◆ 任务要求:
下方给出了一篇关于 Codeforces 1042E“Vasya and Magic Matrix”的题解。请紧接其最后一行，续写这篇题解。

━━━━━ 文本片段 ━━━━━

CF 1042 E. Vasya and Magic Matrix

E. Vasya and Magic Matrix

http://codeforces.com/contest/1042/problem/E

题意：

　　一个n*m的矩阵，每个位置有一个元素，给定一个起点，每次随机往一个小于这个点位置走，走过去的值为欧几里得距离的平方，求期望的值。

分析：

　　逆推期望。

　　将所有值取出，按元素大小排序，然后最小的就是0，往所有大于它的转移即可，复杂度n^2，见下方考试代码。

　　考虑每个点，从所有小于它的元素转移。排序后，维护前缀和，可以做到O(1)转移。

　　$f[i] = sumlimits_{j=1,val[j]<val[i]}f[j] + (x_j - x_i)^2 + (y_j - y_i) ^ 2$

　　$f[i] =sumlimits_{j=1,val[j]<val[i]} f[j] + x_j^2 - 2x_jx_i + x_i^2 + y_j^2 - 2y_jy_i + y_i ^ 2$

代码：

#include<cstdio>
#include<algorithm>
#include<cstring>
#include<cmath>
#include<iostream>
#include<cctype>
#include<set>
#include<vector>
#include<queue>
#include<map>
#define fi(s) freopen(s,"r",stdin);
#define fo(s) freopen(s,"w",stdout);
using namespace std;
typedef long long LL;

inline int read() {
    int x=0,f=1;char ch=getchar();for(;!isdigit(ch);ch=getchar())if(ch=='-')f=-1;
    for(;isdigit(ch);ch=getchar())x=x*10+ch-'0';return x*f;
}

const LL mod = 998244353;
const int N = 1000010;

struct Node {
    int x, y, val;
    bool zh;
    bool operator < (const Node &A) const {
        return val < A.val;
    }
}A[N];
LL f[N], cnt[N], sumx[N], sumy[N], sumx2[N], sumy2[N];

LL ksm(LL a,LL b) {
    LL ans = 1;
    while (b) {
        if (b & 1) ans = 1ll * ans * a % mod;
        a = 1ll * a * a % mod;
        b >>= 1;
    }
    return ans;
}

inline void add(LL &x,LL y) { (x += y) >= mod ? (x -= mod) : x; }
inline void sub(LL &x,LL y) { (x -= y) < 0 ? (x += mod) : x; }

void solve2(int n) {
    
    A[0].val = -1;
    for (int i=1; i<=n; ++i) {
        if (A[i].val == A[i - 1].val) cnt[i] = cnt[i - 1];
        else cnt[i] = i - 1;
        sumx[i] = (sumx[i - 1] + A[i].x) % mod;
        sumy[i] = (sumy[i - 1] + A[i].y) % mod;
        sumx2[i] = (sumx2[i - 1] + 1ll * A[i].x * A[i].x % mod) % mod;
        sumy2[i] = (sumy2[i - 1] + 1ll * A[i].y * A[i].y % mod) % mod;
    }
    
    LL sum = 0, tmp = 0;
    for (int i=1; i<=n; ++i) {
        LL x2 = sumx2[cnt[i]];
        LL y2 = sumy2[cnt[i]];
        LL z1 = 1ll * sumx[cnt[i]] * 2 % mod * A[i].x % mod;
        LL z2 = 1ll * sumy[cnt[i]] * 2 % mod * A[i].y % mod;
        LL h1 = 1ll * cnt[i] * A[i].x % mod * A[i].x % mod;
        LL h2 = 1ll * cnt[i] * A[i].y % mod * A[i].y % mod;
        
        add(f[i], x2); add(f[i], y2); 
        sub(f[i], z1); sub(f[i], z2);
        add(f[i], h1); add(f[i], h2);
        add(f[i], sum);
        
        f[i] = 1ll * f[i] * ksm(cnt[i], mod - 2) % mod;
        if (A[i].zh) {
            cout << f[i]; return ;
        }
        add(tmp, f[i]); // 只有小于的时候才转移！！！

━━━━━ 材料 ━━━━━

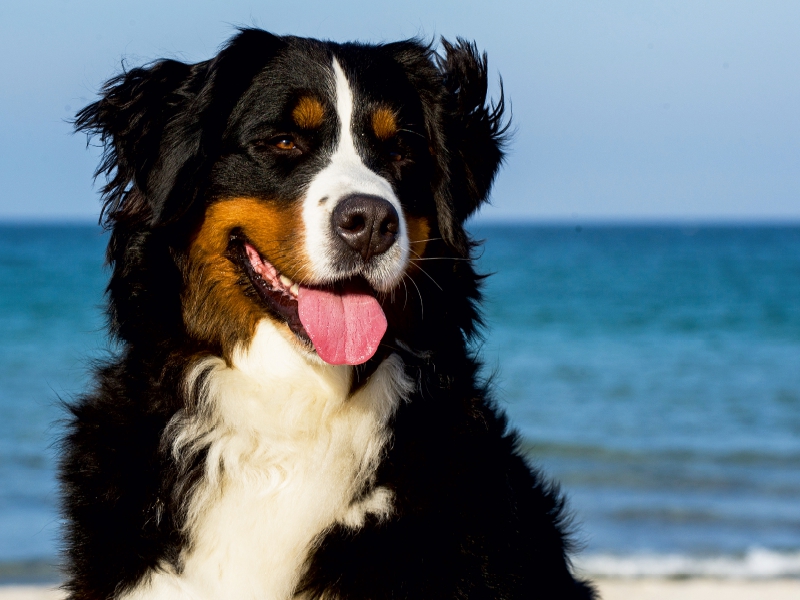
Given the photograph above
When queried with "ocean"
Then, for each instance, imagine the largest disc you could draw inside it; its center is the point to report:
(654, 371)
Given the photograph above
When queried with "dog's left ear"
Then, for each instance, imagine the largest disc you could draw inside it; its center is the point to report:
(475, 134)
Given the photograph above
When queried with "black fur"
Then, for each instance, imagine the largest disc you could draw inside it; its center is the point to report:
(472, 519)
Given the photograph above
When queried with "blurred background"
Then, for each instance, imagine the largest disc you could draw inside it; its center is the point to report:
(643, 319)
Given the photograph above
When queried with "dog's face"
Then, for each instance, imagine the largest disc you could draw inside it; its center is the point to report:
(310, 178)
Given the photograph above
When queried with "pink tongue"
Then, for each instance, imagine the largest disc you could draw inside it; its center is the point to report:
(345, 328)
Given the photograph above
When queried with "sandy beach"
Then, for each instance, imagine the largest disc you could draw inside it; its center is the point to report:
(610, 589)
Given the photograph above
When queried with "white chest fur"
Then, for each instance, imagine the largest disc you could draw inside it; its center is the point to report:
(287, 451)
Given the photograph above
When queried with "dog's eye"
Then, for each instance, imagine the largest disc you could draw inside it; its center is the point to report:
(283, 142)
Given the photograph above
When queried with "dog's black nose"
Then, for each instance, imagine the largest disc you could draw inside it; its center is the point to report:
(368, 224)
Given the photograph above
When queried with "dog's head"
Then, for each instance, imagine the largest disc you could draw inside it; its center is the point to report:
(296, 180)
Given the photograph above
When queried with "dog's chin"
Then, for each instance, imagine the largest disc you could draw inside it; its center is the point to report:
(339, 323)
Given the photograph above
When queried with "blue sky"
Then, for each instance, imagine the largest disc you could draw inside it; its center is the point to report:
(623, 110)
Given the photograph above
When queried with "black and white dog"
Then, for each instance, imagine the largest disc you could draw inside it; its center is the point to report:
(293, 410)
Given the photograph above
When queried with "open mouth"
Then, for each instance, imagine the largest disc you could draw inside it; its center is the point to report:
(343, 322)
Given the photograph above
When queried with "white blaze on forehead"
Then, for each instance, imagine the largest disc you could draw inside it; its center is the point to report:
(344, 175)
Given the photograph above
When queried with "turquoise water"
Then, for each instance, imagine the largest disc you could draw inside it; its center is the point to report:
(655, 371)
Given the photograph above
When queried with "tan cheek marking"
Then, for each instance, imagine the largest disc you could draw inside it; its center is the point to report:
(419, 232)
(309, 113)
(218, 304)
(384, 123)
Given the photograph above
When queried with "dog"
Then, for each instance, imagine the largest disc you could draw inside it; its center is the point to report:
(293, 408)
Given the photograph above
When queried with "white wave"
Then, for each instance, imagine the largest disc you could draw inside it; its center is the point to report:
(756, 563)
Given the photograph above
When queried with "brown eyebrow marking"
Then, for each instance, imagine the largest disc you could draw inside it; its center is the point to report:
(308, 113)
(384, 123)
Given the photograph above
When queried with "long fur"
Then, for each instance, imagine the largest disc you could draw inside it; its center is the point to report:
(216, 455)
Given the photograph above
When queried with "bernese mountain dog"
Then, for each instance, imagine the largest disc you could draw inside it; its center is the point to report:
(293, 407)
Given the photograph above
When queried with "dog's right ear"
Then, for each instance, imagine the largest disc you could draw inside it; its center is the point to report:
(160, 125)
(129, 120)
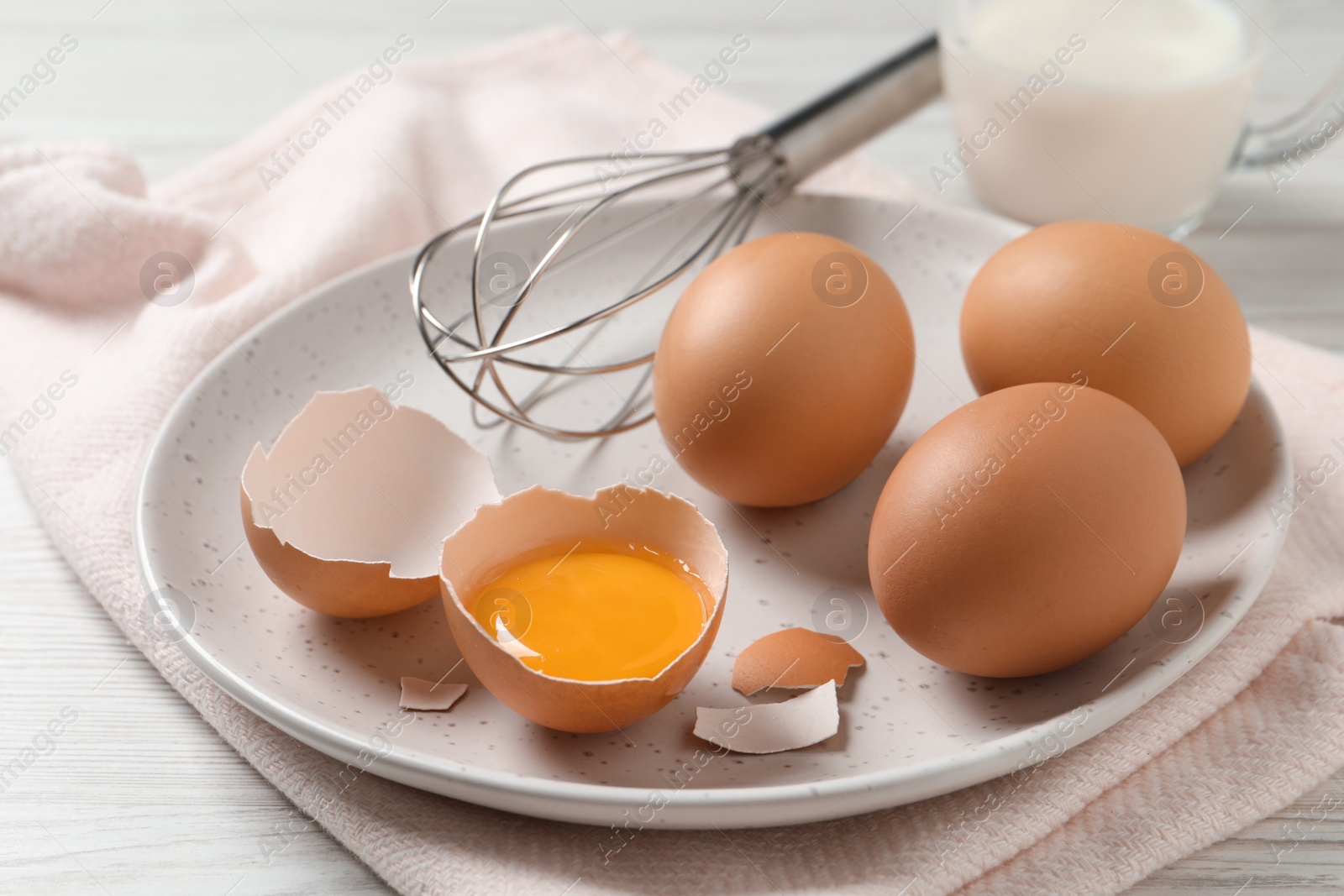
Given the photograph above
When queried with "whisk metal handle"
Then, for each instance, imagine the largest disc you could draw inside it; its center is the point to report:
(857, 110)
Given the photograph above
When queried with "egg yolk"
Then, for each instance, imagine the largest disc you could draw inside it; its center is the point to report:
(596, 616)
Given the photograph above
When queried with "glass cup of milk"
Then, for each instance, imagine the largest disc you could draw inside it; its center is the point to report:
(1109, 109)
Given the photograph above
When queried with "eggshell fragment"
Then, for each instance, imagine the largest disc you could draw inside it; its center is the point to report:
(773, 727)
(793, 658)
(349, 510)
(534, 521)
(418, 694)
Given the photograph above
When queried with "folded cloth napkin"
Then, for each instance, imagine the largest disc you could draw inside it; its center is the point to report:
(89, 369)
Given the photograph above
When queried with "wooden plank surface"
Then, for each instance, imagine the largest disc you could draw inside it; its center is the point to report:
(139, 795)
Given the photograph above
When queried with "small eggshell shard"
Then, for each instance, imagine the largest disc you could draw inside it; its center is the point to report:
(347, 511)
(773, 727)
(793, 658)
(538, 519)
(429, 696)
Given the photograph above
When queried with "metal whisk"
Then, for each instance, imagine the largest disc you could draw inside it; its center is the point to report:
(622, 208)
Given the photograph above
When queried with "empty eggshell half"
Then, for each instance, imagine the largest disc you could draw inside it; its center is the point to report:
(793, 658)
(349, 511)
(541, 519)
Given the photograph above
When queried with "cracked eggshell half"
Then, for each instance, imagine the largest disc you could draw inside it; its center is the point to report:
(538, 519)
(349, 510)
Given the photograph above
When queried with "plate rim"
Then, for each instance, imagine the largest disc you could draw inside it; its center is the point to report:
(682, 808)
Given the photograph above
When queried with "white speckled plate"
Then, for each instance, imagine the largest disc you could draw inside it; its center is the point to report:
(909, 728)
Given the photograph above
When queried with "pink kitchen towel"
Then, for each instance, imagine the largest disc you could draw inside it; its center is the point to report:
(407, 148)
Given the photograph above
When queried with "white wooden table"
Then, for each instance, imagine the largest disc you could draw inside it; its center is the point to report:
(140, 794)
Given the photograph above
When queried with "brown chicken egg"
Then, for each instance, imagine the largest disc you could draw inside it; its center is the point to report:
(1140, 316)
(1027, 530)
(784, 369)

━━━━━

◆ 书面作答:
        if (A[i].val < A[i + 1].val) add(sum, tmp), tmp = 0;
    }
    
}

int main() {
    int n = read(), m = read(), tot = 0;
    for (int i=1; i<=n; ++i) 
        for (int j=1; j<=m; ++j) 
            A[++tot].x = i, A[tot].y = j, A[tot].val = read(), A[tot].zh = false;
    
    int x = read(), y = read(), z = (x - 1) * m + y;
    A[z].zh = true;
    
    sort(A + 1, A + tot + 1);

    solve2(tot);
    return 0;
}

比赛时代码，记录调试历程。

#include<cstdio>
#include<algorithm>
#include<cstring>
#include<cmath>
#include<iostream>
#include<cctype>
#include<set>
#include<vector>
#include<queue>
#include<map>
#define fi(s) freopen(s,"r",stdin);
#define fo(s) freopen(s,"w",stdout);
using namespace std;
typedef long long LL;

inline int read() {
    int x=0,f=1;char ch=getchar();for(;!isdigit(ch);ch=getchar())if(ch=='-')f=-1;
    for(;isdigit(ch);ch=getchar())x=x*10+ch-'0';return x*f;
}

const LL mod = 998244353;
const int N = 1000010;

struct Node {
    int x, y, val;
    bool zh;
    bool operator < (const Node &A) const {
        return val < A.val;
    }
}A[N];

LL inv[N], deg[N], f[N];
//double dp[N];

LL ksm(LL a,LL b) {
    LL ans = 1;
    while (b) {
        if (b & 1) ans = 1ll * ans * a % mod;
        a = 1ll * a * a % mod;
        b >>= 1;
    }
    return ans;
}

LL Calc(int i,int j) {
    return ((A[i].x - A[j].x) * (A[i].x - A[j].x) % mod + (A[i].y - A[j].y) * (A[i].y - A[j].y) % mod) % mod;
}

void solve1(int n) {
    for (int i=1; i<=n; ++i) {
//        cout << A[i].val << ": ";
        if (deg[i]) {
//            dp[i] = dp[i] / (double)(deg[i]);
            f[i] = 1ll * ksm(deg[i], mod - 2) * f[i] % mod;
        }
        if (A[i].zh) {
            cout << f[i]; return ;
        }
        for (int j=i+1; j<=n; ++j)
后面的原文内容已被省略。